— begin DATA SUPPLIED —

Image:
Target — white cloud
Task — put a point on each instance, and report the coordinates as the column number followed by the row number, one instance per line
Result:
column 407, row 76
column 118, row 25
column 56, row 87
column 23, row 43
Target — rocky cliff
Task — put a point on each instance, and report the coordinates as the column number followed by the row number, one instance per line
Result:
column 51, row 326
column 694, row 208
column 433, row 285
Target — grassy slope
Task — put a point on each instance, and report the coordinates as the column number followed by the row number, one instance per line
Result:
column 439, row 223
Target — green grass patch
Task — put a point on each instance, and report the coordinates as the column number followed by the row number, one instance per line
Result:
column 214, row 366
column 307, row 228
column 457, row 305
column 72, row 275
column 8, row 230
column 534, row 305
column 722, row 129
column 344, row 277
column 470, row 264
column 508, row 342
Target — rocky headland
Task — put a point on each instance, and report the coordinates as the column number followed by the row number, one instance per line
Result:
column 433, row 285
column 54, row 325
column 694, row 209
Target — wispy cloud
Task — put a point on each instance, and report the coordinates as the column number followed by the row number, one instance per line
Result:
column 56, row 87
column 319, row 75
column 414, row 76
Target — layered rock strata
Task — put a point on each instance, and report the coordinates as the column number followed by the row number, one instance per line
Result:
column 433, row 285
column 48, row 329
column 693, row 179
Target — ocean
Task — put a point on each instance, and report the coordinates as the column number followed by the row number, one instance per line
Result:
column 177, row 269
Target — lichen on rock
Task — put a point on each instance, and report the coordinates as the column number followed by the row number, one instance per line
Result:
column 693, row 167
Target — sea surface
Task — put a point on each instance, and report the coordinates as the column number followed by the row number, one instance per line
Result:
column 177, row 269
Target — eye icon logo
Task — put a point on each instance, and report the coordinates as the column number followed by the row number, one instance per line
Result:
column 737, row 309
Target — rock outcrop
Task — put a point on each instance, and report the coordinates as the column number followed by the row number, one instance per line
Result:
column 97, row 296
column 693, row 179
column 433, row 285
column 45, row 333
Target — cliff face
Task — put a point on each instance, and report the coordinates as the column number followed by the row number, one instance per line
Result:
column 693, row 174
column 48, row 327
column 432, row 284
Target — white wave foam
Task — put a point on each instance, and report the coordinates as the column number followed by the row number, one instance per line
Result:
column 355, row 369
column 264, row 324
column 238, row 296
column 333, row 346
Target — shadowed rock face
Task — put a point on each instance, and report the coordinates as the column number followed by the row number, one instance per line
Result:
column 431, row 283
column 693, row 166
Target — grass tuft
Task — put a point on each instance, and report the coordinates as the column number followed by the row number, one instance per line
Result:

— end DATA SUPPLIED —

→ AIM OF THE TASK
Copy the stretch from the line containing "Target — rocky cliff" through the line containing "column 439, row 223", both included, reproducing each line verbatim.

→ ANSWER FOR THE TASK
Target — rocky cliff
Task — put a point on each instance, and report the coordinates as the column number followed by the row number, one instance per line
Result:
column 51, row 326
column 694, row 208
column 433, row 285
Target — grassy slope
Task — put a point on each instance, and report the coordinates as the column number followed by the row number, one instance per line
Result:
column 439, row 223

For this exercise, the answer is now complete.